**** Record list ****

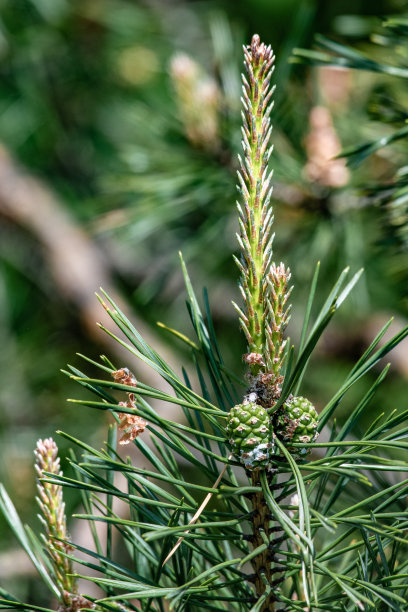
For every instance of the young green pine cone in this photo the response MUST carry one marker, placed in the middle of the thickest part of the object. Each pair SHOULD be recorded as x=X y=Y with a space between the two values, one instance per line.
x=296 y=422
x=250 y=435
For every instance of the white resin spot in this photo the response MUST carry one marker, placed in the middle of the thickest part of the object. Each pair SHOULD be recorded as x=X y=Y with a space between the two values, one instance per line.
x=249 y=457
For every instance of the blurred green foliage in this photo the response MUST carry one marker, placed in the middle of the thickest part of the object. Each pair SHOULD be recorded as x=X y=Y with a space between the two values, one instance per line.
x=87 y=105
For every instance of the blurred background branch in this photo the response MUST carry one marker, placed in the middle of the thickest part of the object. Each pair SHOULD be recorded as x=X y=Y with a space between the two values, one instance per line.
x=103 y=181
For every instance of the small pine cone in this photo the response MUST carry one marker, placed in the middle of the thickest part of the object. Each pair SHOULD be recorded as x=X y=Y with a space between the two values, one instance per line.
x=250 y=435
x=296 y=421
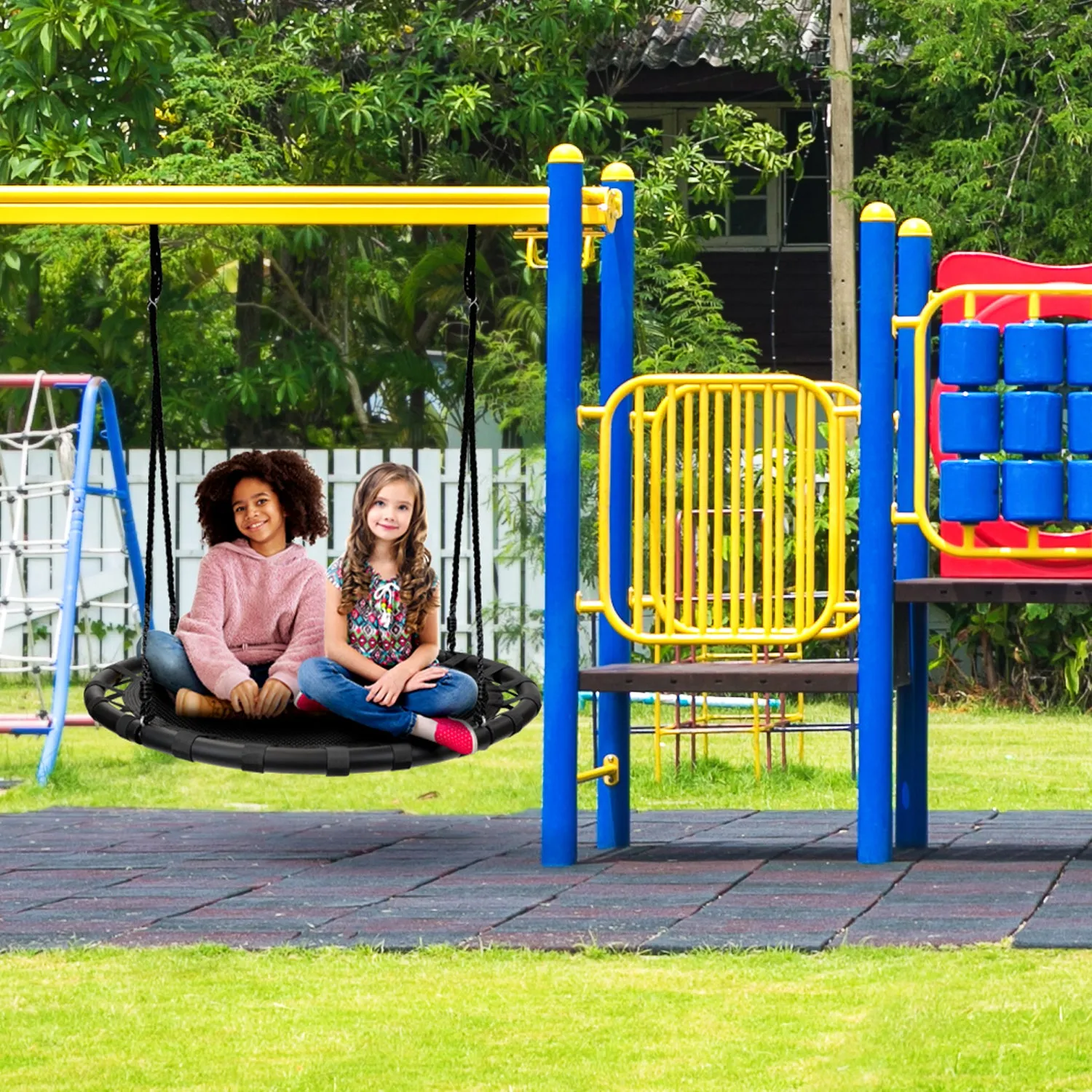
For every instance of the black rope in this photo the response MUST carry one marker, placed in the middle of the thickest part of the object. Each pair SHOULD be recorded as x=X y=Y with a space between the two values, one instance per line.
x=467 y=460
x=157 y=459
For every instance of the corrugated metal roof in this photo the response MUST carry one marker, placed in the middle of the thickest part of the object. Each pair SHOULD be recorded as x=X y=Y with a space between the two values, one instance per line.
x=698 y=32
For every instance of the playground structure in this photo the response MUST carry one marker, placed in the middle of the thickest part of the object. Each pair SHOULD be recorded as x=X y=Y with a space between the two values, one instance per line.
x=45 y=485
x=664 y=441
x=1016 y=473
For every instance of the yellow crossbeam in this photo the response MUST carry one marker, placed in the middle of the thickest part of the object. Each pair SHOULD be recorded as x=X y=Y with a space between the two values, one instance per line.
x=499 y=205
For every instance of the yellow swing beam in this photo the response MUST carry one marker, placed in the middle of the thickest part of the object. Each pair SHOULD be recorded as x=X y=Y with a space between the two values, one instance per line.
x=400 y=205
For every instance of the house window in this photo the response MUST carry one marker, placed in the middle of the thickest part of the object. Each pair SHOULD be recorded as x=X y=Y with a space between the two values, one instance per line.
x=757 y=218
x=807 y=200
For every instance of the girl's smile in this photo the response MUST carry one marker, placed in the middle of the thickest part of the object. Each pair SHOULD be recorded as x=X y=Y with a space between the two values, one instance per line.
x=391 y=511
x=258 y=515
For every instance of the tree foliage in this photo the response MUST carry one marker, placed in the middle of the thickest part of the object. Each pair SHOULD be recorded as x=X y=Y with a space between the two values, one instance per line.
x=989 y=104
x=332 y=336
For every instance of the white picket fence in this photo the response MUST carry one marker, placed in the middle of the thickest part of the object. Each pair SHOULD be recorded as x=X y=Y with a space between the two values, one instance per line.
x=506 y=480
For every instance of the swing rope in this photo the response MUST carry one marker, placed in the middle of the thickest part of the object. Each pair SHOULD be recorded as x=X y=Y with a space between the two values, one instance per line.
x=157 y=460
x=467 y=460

****
**** Record list ****

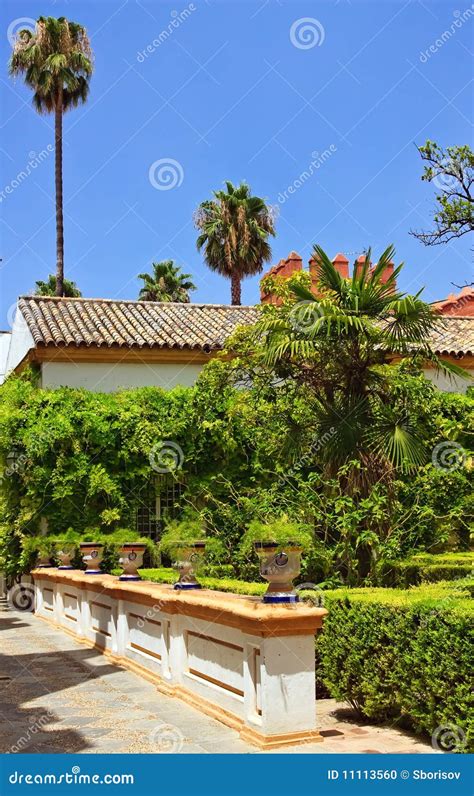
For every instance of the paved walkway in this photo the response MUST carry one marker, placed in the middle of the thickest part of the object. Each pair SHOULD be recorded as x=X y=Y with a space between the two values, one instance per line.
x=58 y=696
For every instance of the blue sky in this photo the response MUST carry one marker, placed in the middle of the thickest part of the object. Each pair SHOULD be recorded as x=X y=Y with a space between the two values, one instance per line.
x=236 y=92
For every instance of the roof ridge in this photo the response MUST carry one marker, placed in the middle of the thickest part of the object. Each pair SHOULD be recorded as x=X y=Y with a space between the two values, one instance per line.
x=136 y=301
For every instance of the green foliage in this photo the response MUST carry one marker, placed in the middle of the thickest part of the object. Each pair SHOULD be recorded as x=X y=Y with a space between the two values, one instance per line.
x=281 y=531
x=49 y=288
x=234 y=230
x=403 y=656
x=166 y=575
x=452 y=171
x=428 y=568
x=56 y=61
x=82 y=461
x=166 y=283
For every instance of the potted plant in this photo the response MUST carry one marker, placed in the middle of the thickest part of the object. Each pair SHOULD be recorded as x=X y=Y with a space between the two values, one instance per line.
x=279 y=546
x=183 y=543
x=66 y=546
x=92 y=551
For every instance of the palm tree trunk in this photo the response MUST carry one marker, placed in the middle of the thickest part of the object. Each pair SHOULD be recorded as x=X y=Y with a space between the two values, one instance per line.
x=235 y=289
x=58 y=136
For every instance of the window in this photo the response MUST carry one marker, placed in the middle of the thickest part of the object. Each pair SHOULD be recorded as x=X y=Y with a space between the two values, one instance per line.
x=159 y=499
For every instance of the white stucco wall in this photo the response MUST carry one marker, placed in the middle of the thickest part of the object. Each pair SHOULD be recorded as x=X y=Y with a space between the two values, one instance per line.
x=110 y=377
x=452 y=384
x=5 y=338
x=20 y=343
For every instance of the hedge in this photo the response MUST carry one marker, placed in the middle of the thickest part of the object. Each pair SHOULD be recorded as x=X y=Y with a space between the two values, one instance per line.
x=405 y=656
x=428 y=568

****

- _What to do_
Return every line of the data above that contains the word "swing".

- _The completed task_
For every instance of the yellow swing beam in this photo the response MUST carry one marker, placed in the middle of the thickest part of the object. Each pair SHOULD be recorded as x=X y=Y with a space between the two values, one instance per line.
For every instance of the swing rope in this photo the response MUST carry one marker, placed in the middle of the thickest part of the object. Each pair SHOULD be recorded as x=X y=Y with a space between the two values, one instance per line.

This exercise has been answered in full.